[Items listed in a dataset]
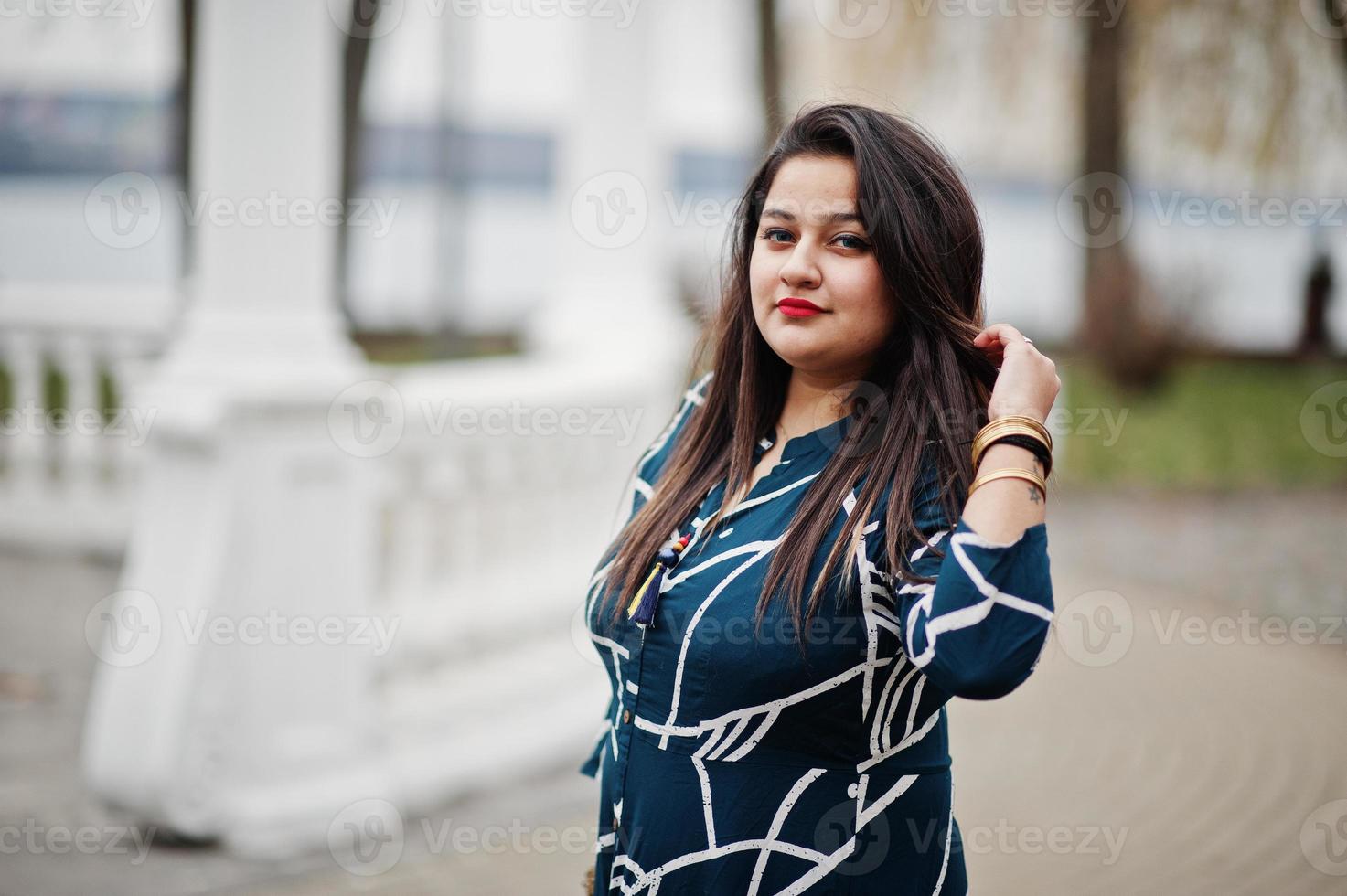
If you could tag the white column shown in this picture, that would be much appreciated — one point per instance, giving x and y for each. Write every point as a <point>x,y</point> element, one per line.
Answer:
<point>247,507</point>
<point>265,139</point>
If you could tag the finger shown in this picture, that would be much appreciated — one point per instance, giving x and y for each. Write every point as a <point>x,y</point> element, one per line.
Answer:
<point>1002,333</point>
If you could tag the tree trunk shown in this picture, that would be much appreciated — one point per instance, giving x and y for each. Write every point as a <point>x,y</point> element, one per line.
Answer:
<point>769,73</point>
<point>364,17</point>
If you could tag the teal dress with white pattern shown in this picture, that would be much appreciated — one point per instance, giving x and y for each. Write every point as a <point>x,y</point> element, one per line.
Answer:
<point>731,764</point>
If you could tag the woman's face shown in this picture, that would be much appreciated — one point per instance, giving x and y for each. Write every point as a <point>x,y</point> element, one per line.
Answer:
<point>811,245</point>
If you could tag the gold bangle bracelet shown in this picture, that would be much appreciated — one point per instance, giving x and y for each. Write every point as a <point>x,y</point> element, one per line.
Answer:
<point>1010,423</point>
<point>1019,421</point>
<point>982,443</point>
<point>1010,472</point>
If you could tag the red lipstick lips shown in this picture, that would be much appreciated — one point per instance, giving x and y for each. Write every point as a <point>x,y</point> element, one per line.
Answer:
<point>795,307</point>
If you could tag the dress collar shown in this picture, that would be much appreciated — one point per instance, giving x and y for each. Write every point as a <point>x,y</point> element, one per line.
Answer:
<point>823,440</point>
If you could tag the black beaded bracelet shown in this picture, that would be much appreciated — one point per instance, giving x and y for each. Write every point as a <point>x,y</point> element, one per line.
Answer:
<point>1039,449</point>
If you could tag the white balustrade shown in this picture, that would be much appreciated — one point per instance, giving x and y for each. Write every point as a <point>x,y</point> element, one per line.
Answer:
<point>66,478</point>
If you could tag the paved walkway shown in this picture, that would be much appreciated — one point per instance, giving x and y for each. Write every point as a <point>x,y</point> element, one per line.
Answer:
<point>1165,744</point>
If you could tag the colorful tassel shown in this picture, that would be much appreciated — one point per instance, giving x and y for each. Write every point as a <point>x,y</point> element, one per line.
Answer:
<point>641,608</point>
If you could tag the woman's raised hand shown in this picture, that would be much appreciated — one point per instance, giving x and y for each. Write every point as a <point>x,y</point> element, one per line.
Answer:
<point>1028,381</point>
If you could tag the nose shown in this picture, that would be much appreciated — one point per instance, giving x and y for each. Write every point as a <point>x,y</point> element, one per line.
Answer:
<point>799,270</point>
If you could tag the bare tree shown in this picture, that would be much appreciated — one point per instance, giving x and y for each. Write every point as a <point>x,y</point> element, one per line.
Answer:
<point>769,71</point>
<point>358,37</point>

Directions:
A faithful copy of the entries above is needed, one that contains no images.

Result of the exercise:
If you could tag the white column shown in this picture, that would be much appreciated — one point per instance, giving x and y for each. Write every point as a <point>x,y</point> element, one per line.
Answer:
<point>247,507</point>
<point>265,139</point>
If you could tag the finger shown in this picture, that would be much appreciated — one point per instance, giving x and y for each. Write every point as a <point>x,y</point> element, one per line.
Answer:
<point>1002,333</point>
If you could tag the tree trunk shown in this picture, that would be much appreciated — one point per instance, giving x and y for each. Write every point as a <point>x,y</point> element, one per line.
Answer:
<point>769,73</point>
<point>364,17</point>
If you could tag the teal dress with white pattern shown in this picture, that would be much appreciated — one point per instance, giving x and y for each. Write every point as a <point>x,y</point> element, one per line.
Answer:
<point>731,764</point>
If you could tag the woman's face shown in this picture, that would be much appreciated — one point per instance, giving x and y for each. Write every point as a <point>x,y</point> element, one per line.
Answer:
<point>811,245</point>
If you could tag the gold bangle bracelet shown in this picture, that would be much appreciated — one point per instance, giving x and y for each. Write every point as a <point>x,y</point> element, one per line.
Answer:
<point>1010,423</point>
<point>1019,421</point>
<point>982,443</point>
<point>1010,472</point>
If you could tag the red lipstick lips shown in this picture, that would be much appreciated — one point per instance, giving x and y for each. Write every point as a <point>x,y</point> element, one per line.
Answer:
<point>795,307</point>
If you could tag the dress collar shown in this picture, that would be much appreciated — one point per instance, giving x and y for each. Write every point as a <point>x,y</point> element, one per line.
Answer:
<point>823,440</point>
If you could tag the black beaded bracelet shown in this picture, that would be much appreciated — one point per instance, giving x and y for each. Write every point as a <point>x,y</point> element, one per line.
Answer:
<point>1039,449</point>
If you could tag the white balustrade shown in this picture, that would be much appreciated — one point per instance, giving x and y for each. Write every point as a <point>x,y</point> element, one per line.
Answer:
<point>66,478</point>
If you could tag the paved walkway shown in this picture, that would be much appreciated — one point per instance, giving x and y for each. Write every point as a <point>x,y</point> element, one per line.
Answer:
<point>1165,744</point>
If you could tag the colorful tassel shown in this picture, that would be much appreciated — one point per instance, giving x and y for each. Write every point as a <point>x,y</point> element, one per line.
Answer:
<point>641,608</point>
If you could tag the woman's raised hand shown in this picture, that would be much appreciated — one point per instance, giving x and y for each. Write every point as a <point>x,y</point> element, one per line.
Answer:
<point>1028,381</point>
If you could tag the nose shown in this picture, that would be much appreciated — one point per instance, giving x and y for each. Write every point as a <point>x,y</point> element, one per line.
Answer:
<point>799,270</point>
If you could tag the bare tree shown in this picture, that would be much appreciated — one point per instance, giving x and y for each. Write every point as a <point>x,y</point> element, one per line.
Answer:
<point>769,71</point>
<point>358,37</point>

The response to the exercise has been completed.